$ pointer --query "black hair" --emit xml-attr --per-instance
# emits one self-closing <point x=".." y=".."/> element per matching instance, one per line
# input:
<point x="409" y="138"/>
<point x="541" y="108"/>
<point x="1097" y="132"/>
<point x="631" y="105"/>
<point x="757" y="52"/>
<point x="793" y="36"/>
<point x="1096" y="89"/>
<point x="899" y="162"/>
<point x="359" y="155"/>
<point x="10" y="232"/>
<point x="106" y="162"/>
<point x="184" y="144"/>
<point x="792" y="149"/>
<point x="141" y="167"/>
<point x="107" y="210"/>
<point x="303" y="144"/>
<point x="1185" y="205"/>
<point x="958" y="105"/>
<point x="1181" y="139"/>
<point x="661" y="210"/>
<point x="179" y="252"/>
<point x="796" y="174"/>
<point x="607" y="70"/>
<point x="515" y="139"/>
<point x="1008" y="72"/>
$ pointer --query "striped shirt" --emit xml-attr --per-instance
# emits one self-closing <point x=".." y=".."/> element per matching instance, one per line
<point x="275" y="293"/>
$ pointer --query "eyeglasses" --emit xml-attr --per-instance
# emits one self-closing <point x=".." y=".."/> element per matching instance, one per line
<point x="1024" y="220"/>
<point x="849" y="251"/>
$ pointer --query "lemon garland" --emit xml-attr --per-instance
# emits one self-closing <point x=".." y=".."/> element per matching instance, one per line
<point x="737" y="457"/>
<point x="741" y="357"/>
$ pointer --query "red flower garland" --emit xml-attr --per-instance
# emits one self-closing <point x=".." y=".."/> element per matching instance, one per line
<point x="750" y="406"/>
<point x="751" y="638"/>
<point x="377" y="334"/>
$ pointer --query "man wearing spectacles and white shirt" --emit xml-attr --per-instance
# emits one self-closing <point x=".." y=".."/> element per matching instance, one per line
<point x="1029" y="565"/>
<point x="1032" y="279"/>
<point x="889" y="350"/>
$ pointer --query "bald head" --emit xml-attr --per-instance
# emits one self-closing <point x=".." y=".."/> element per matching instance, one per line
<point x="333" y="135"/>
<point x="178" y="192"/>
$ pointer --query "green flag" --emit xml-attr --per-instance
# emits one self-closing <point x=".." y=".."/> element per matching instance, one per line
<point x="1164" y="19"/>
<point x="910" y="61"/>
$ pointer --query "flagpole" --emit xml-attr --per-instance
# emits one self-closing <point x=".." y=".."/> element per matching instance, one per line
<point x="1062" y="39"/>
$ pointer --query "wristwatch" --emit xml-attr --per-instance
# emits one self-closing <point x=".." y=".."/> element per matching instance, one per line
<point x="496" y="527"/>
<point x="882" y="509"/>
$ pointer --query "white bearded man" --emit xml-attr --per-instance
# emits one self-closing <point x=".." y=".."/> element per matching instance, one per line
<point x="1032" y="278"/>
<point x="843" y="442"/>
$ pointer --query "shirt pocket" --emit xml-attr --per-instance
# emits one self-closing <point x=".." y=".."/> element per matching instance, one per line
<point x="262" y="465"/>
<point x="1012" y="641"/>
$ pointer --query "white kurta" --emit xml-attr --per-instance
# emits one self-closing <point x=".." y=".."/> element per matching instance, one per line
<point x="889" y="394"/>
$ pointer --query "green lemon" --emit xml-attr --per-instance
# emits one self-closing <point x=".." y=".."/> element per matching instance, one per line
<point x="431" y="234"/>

#####

:: Required work ::
Using the exact wording, repeat all the entries.

:: Final answer ::
$ pointer --query "black hair" --emit xml-attr --per-instance
# emits one self-closing <point x=".." y=".."/> element per matching instance, one per line
# input:
<point x="409" y="138"/>
<point x="541" y="108"/>
<point x="1097" y="132"/>
<point x="631" y="105"/>
<point x="757" y="52"/>
<point x="793" y="36"/>
<point x="1096" y="89"/>
<point x="899" y="162"/>
<point x="359" y="155"/>
<point x="10" y="232"/>
<point x="106" y="162"/>
<point x="184" y="144"/>
<point x="792" y="149"/>
<point x="141" y="167"/>
<point x="107" y="210"/>
<point x="303" y="144"/>
<point x="1185" y="205"/>
<point x="958" y="105"/>
<point x="1181" y="139"/>
<point x="661" y="210"/>
<point x="179" y="252"/>
<point x="796" y="174"/>
<point x="607" y="70"/>
<point x="515" y="139"/>
<point x="1008" y="72"/>
$ pointer --query "striped shirt" --emit xml-attr --per-instance
# emits one self-closing <point x=".." y=".."/> element per matching instance, one per line
<point x="275" y="293"/>
$ pointer --query "eyeglasses" --emit xml-attr --per-instance
# emits one self-closing <point x=".." y=".."/> element per matching instance, one per line
<point x="1024" y="220"/>
<point x="849" y="251"/>
$ pointer --query "lemon garland" --emit xml-attr --per-instance
# emits one self-closing <point x=".." y=".."/> element per matching instance, one per line
<point x="737" y="457"/>
<point x="741" y="357"/>
$ pointer --query "red flower garland" --emit xml-attr --per-instance
# emits one self-closing <point x=".." y=".."/> element per matching instance, one per line
<point x="750" y="406"/>
<point x="751" y="638"/>
<point x="377" y="334"/>
$ pointer --query "man wearing spectacles and white shirt" --emit xml-attr --per-instance
# emits one self-closing <point x=".." y=".."/> element per matching instance, one per line
<point x="1029" y="565"/>
<point x="1032" y="279"/>
<point x="889" y="350"/>
$ pointer --query "bald head" --emit xml-attr --per-instance
# emits one self-closing <point x=".." y=".."/> element per matching instance, one per line
<point x="333" y="135"/>
<point x="178" y="192"/>
$ pointer --query "green flag" --emit xml-attr --per-instance
# emits one self-closing <point x=".." y=".."/> element per matching instance, one per line
<point x="1164" y="19"/>
<point x="910" y="61"/>
$ pointer --query "flagpole" --emit xml-attr --per-instance
# emits one self-closing <point x=".." y=".."/> element per matching instance, one per line
<point x="1062" y="39"/>
$ pointer --query "wristwatch" --emit xml-attr --per-instance
# emits one self-closing <point x=".." y=".."/> element per matching instance, one per line
<point x="496" y="527"/>
<point x="882" y="509"/>
$ pointer --query "white bearded man" --emit xml-attr --per-instance
# emits one self-closing <point x=".." y=".."/> element per matching instance, one per line
<point x="1032" y="278"/>
<point x="843" y="442"/>
$ pointer --query "shirt pocket" --emit xml-attr --per-instance
# emits one self-closing <point x=".." y=".."/> element per matching instance, one per line
<point x="262" y="465"/>
<point x="1012" y="641"/>
$ pointer --query "white kurta" --emit xml-attr --per-instance
# emits one self-closing <point x=".." y=".."/> element per matching instance, one per line
<point x="889" y="394"/>
$ pointer --query "green lemon" --emit xml-attr --per-instance
# emits one self-closing <point x=".." y=".."/> element per matching instance, one per line
<point x="431" y="234"/>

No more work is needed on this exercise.